--- Article ---

Your update_callback() does add_file_to_cache() which picks up
the stat information from the filesystem already, so I do not
see much point calling refresh_cache() afterwards.  On the other
hand, refreshing before running diff_files() might make sense,
as you can avoid a lot of unnecessary work when you are told to
do "git commit ."

Have you tested this with an unmerged index?

> +
> +	if (write_cache(fd, active_cache, active_nr) || close(fd))
> +		die("unable to write new index file");
> +}
> +
> +static char *
> +prepare_index(const char **files, const char *prefix)
> +{
> +	int fd;
> +	struct tree *tree;
> +	struct lock_file *next_index_lock;
> +
> +	fd = hold_locked_index(&lock_file, 1);
> +	if (read_cache() < 0)
> +		die("index file corrupt");
> +
> +	if (all) {
> +		add_files_to_cache(fd, files, NULL);
> +		return lock_file.filename;

Should you be passing files, which is used as pathspec to decide
if your update_callback() should be called, under --all option?

> +	} else if (also) {
> +		add_files_to_cache(fd, files, prefix);
> +		return lock_file.filename;
> +	}
> +
> +	if (interactive)
> +		interactive_add();

Don't you need to

 (1) abort if the user aborts out of interactive add with ^C?

--- What you will do ---
Please state what, according to the code review above, add_file_to_cache() already picks up from the filesystem.

--- Point labeling dataset excerpts ---
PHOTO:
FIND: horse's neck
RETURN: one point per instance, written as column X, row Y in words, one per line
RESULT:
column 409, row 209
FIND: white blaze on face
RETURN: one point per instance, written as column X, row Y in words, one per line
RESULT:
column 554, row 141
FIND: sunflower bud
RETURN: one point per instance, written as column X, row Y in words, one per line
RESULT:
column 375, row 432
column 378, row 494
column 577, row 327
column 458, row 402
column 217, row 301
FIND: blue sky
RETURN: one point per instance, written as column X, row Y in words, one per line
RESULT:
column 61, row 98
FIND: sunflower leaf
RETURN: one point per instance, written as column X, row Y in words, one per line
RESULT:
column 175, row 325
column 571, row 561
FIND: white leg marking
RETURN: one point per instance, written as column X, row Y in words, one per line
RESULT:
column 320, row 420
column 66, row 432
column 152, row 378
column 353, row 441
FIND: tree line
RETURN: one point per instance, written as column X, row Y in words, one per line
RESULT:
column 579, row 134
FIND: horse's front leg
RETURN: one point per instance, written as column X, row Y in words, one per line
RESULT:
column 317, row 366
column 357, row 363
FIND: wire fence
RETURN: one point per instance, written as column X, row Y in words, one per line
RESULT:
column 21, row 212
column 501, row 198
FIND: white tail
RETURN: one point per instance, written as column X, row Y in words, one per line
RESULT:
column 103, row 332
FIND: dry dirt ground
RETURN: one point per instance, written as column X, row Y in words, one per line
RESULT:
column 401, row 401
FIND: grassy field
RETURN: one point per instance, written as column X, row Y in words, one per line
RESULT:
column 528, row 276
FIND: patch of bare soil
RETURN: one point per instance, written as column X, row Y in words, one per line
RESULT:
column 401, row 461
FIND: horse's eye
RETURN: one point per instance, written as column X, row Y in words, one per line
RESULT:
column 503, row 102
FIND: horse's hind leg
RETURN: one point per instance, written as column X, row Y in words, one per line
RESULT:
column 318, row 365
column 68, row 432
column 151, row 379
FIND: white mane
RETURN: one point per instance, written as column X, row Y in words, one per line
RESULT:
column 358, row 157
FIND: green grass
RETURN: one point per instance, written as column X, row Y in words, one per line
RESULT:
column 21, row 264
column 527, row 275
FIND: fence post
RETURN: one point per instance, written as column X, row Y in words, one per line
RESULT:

--- The result ---
The stat information.